(Your task):
Count the lines in the rows below that contain the string "construction", treating case as significant. Give only the number.

--- begin Material for this task ---

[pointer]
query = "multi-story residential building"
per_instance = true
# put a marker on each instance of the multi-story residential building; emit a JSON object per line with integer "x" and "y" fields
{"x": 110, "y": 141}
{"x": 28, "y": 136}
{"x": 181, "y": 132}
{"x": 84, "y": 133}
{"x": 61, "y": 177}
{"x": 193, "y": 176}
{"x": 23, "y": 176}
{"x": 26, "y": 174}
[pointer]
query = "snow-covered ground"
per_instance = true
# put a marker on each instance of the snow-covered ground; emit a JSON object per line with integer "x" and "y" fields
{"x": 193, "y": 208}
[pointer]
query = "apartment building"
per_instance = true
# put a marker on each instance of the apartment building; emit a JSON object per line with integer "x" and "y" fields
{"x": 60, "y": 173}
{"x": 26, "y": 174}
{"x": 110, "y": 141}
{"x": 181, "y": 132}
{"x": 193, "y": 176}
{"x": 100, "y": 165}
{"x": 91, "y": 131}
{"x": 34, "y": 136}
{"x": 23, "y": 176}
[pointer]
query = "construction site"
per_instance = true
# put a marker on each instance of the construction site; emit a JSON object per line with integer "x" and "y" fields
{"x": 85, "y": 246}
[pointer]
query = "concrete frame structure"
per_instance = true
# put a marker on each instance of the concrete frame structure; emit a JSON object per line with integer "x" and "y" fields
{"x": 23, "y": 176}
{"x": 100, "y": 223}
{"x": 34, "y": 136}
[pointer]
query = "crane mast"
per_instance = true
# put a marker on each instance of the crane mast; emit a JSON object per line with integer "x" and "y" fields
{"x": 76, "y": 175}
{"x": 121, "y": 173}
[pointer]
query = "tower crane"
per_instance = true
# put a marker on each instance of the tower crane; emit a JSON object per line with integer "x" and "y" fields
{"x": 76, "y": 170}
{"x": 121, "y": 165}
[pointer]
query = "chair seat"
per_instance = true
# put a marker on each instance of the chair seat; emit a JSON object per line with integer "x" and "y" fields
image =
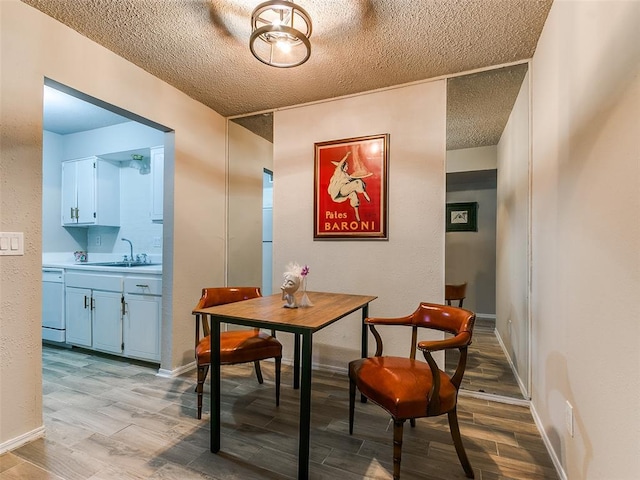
{"x": 239, "y": 346}
{"x": 400, "y": 385}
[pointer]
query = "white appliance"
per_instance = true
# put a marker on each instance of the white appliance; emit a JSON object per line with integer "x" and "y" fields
{"x": 53, "y": 322}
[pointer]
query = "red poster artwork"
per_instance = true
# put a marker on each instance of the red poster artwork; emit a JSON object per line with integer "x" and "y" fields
{"x": 350, "y": 188}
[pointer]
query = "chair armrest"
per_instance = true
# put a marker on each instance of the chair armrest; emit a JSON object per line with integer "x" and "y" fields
{"x": 459, "y": 341}
{"x": 407, "y": 320}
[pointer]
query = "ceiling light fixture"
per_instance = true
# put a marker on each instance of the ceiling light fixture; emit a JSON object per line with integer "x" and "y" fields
{"x": 280, "y": 32}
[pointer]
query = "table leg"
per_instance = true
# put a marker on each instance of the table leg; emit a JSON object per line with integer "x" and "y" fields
{"x": 296, "y": 361}
{"x": 365, "y": 342}
{"x": 305, "y": 408}
{"x": 215, "y": 385}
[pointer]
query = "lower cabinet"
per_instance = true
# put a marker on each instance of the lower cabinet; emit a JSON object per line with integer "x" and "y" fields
{"x": 143, "y": 316}
{"x": 115, "y": 314}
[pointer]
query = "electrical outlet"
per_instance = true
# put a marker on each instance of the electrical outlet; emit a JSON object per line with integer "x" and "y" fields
{"x": 569, "y": 418}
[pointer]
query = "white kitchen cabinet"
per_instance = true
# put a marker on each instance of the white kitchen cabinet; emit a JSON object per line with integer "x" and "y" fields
{"x": 157, "y": 183}
{"x": 78, "y": 316}
{"x": 94, "y": 305}
{"x": 90, "y": 192}
{"x": 143, "y": 316}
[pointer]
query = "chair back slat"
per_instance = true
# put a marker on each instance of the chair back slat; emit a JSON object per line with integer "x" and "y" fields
{"x": 455, "y": 292}
{"x": 213, "y": 296}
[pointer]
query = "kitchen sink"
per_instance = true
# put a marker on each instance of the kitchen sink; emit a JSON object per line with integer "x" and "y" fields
{"x": 121, "y": 264}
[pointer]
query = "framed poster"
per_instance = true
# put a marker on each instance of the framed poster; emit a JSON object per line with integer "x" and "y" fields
{"x": 462, "y": 217}
{"x": 350, "y": 188}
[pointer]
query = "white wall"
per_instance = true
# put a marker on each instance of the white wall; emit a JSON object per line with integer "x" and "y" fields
{"x": 477, "y": 158}
{"x": 249, "y": 155}
{"x": 406, "y": 269}
{"x": 34, "y": 46}
{"x": 471, "y": 256}
{"x": 586, "y": 236}
{"x": 512, "y": 238}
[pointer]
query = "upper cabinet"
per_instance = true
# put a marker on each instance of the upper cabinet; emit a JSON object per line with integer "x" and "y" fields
{"x": 157, "y": 183}
{"x": 90, "y": 192}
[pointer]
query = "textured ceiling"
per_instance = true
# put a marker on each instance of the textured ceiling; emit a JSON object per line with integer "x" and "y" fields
{"x": 201, "y": 46}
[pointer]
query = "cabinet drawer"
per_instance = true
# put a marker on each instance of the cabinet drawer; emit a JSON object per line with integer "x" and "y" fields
{"x": 143, "y": 285}
{"x": 112, "y": 283}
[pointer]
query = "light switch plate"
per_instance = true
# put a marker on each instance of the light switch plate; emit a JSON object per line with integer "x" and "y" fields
{"x": 11, "y": 243}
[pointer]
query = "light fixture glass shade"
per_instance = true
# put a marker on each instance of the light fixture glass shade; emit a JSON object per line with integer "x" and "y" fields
{"x": 280, "y": 32}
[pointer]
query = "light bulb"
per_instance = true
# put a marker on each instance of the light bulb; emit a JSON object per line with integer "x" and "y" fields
{"x": 284, "y": 46}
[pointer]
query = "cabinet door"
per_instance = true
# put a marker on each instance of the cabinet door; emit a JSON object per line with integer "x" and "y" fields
{"x": 142, "y": 326}
{"x": 78, "y": 316}
{"x": 85, "y": 191}
{"x": 107, "y": 321}
{"x": 157, "y": 183}
{"x": 69, "y": 203}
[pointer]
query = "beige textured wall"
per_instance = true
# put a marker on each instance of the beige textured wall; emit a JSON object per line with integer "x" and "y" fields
{"x": 586, "y": 236}
{"x": 406, "y": 269}
{"x": 512, "y": 234}
{"x": 34, "y": 46}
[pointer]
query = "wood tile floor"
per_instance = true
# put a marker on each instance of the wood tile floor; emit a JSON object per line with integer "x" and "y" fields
{"x": 488, "y": 370}
{"x": 109, "y": 419}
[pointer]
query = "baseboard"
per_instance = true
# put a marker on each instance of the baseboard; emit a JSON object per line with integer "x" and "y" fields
{"x": 22, "y": 440}
{"x": 547, "y": 443}
{"x": 164, "y": 373}
{"x": 492, "y": 397}
{"x": 523, "y": 388}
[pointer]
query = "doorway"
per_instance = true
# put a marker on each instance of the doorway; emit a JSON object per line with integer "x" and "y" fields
{"x": 77, "y": 126}
{"x": 492, "y": 172}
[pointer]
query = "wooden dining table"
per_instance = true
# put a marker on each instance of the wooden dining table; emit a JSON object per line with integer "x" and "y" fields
{"x": 269, "y": 313}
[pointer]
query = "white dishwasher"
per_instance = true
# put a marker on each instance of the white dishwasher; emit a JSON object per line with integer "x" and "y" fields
{"x": 53, "y": 321}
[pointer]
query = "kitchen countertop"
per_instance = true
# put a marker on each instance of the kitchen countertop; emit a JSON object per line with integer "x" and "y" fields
{"x": 87, "y": 267}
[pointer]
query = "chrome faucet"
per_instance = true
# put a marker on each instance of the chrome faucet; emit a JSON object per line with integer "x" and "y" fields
{"x": 130, "y": 246}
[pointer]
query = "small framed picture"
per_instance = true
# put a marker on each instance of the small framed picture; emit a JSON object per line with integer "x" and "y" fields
{"x": 462, "y": 217}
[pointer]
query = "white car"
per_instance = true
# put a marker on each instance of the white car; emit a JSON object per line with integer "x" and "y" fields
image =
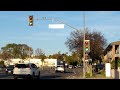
{"x": 29, "y": 70}
{"x": 60, "y": 68}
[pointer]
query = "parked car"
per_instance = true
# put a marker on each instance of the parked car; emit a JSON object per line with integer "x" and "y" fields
{"x": 60, "y": 68}
{"x": 29, "y": 70}
{"x": 9, "y": 69}
{"x": 70, "y": 66}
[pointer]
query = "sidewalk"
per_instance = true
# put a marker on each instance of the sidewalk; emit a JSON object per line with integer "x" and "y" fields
{"x": 96, "y": 77}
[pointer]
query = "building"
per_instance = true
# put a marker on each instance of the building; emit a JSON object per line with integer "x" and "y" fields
{"x": 112, "y": 52}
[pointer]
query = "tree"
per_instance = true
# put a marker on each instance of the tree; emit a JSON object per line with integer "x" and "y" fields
{"x": 13, "y": 50}
{"x": 97, "y": 43}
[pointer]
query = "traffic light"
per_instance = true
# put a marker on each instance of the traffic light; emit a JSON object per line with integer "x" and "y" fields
{"x": 30, "y": 20}
{"x": 87, "y": 46}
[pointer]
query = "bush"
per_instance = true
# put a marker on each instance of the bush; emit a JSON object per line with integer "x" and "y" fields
{"x": 114, "y": 64}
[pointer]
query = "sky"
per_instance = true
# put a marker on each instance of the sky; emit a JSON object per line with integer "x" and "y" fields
{"x": 15, "y": 29}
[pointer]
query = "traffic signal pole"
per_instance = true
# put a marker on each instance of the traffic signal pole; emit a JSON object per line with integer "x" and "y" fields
{"x": 84, "y": 71}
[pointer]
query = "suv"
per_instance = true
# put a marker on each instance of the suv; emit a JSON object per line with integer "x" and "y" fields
{"x": 29, "y": 70}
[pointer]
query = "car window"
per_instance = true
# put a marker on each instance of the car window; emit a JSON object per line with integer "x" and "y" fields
{"x": 22, "y": 65}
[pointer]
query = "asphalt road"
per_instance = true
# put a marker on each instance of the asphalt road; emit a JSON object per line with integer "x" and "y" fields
{"x": 50, "y": 74}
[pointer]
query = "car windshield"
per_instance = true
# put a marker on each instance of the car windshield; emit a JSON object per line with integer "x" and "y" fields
{"x": 22, "y": 65}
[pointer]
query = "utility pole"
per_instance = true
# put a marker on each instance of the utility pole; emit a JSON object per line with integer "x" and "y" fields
{"x": 84, "y": 71}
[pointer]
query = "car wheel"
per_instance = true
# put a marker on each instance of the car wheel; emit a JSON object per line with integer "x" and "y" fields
{"x": 33, "y": 75}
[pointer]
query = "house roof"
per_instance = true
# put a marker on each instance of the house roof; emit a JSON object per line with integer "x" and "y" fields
{"x": 110, "y": 46}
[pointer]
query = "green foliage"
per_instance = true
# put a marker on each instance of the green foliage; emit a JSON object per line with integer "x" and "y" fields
{"x": 97, "y": 43}
{"x": 2, "y": 63}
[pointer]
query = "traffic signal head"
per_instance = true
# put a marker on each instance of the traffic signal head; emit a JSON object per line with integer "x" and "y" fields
{"x": 30, "y": 20}
{"x": 87, "y": 46}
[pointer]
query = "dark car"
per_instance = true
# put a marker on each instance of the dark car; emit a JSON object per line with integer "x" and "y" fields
{"x": 9, "y": 69}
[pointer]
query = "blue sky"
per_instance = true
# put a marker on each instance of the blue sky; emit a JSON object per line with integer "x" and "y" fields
{"x": 14, "y": 28}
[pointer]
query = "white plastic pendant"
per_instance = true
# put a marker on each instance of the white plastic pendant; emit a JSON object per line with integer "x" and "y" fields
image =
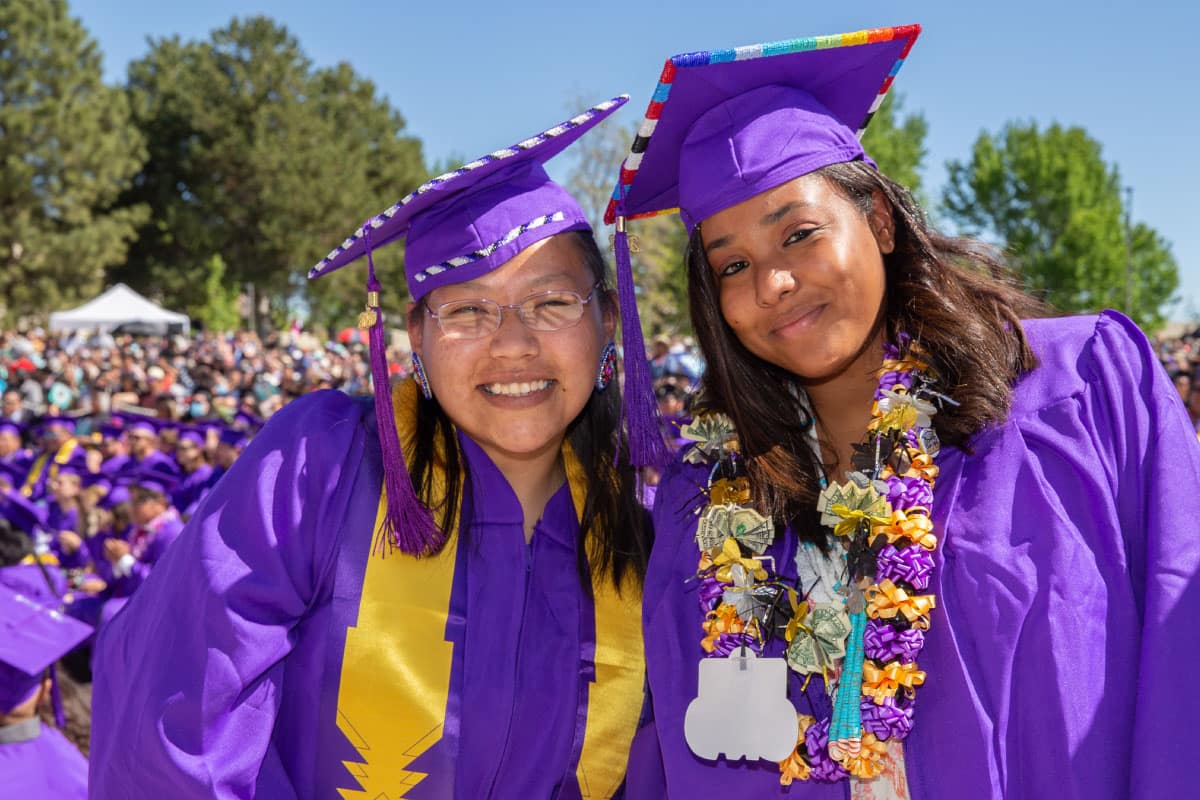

--- end Material for this task ---

(Response to this exercise):
2